The request :: Reproduce every one of the entries below word for word, with no changes.

Raw entries:
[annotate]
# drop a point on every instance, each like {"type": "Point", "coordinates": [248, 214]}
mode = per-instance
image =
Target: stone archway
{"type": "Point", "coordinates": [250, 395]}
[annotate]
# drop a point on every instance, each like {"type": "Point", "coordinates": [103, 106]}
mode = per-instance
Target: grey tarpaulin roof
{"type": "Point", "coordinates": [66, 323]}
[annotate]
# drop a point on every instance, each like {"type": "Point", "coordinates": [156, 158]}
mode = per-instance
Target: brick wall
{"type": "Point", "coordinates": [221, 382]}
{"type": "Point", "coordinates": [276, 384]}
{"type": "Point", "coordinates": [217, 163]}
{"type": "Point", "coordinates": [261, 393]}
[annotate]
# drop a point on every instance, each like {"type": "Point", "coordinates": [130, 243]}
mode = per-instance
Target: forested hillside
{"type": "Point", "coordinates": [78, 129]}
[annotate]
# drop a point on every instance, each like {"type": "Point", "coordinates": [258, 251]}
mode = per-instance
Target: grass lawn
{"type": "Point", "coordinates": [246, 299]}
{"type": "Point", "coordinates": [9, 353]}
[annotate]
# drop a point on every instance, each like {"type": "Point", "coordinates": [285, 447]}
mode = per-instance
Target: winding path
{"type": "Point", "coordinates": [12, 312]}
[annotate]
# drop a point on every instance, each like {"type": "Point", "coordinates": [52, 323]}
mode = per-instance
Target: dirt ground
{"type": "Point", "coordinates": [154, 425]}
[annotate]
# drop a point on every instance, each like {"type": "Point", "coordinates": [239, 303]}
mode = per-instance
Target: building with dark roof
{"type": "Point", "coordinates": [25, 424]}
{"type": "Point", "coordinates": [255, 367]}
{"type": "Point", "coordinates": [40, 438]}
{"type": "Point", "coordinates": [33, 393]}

Right answer ::
[annotate]
# drop a point on every instance, each like {"type": "Point", "coordinates": [248, 214]}
mode = per-instance
image =
Target: stone archway
{"type": "Point", "coordinates": [250, 395]}
[annotate]
# drop a point on every instance, each like {"type": "Point", "coordinates": [103, 106]}
mode = per-instance
Target: grey tarpaulin roof
{"type": "Point", "coordinates": [66, 323]}
[annotate]
# drop a point on every instance, each like {"type": "Point", "coordinates": [156, 158]}
mode = per-instance
Target: brick wall
{"type": "Point", "coordinates": [221, 382]}
{"type": "Point", "coordinates": [276, 384]}
{"type": "Point", "coordinates": [217, 163]}
{"type": "Point", "coordinates": [261, 393]}
[annotate]
# drop a point on every instance, each like {"type": "Point", "coordinates": [130, 243]}
mode = per-instance
Target: forested hillside
{"type": "Point", "coordinates": [78, 129]}
[annotate]
# drop a point on every instance, each like {"type": "Point", "coordinates": [258, 251]}
mode = per-instance
Target: grass lawn
{"type": "Point", "coordinates": [246, 299]}
{"type": "Point", "coordinates": [9, 353]}
[annotate]
# drop a point on every instance, each like {"type": "Point", "coordinates": [285, 447]}
mode = per-instance
Target: winding path
{"type": "Point", "coordinates": [12, 312]}
[annotate]
# drop a point on every instance, each like {"type": "Point", "coordinates": [52, 323]}
mode = per-instance
Target: dirt ground
{"type": "Point", "coordinates": [154, 425]}
[annotate]
# drop a point on every instance, each like {"type": "Point", "coordinates": [239, 303]}
mode = per-instance
Target: building with dark roof
{"type": "Point", "coordinates": [25, 424]}
{"type": "Point", "coordinates": [255, 367]}
{"type": "Point", "coordinates": [40, 438]}
{"type": "Point", "coordinates": [33, 393]}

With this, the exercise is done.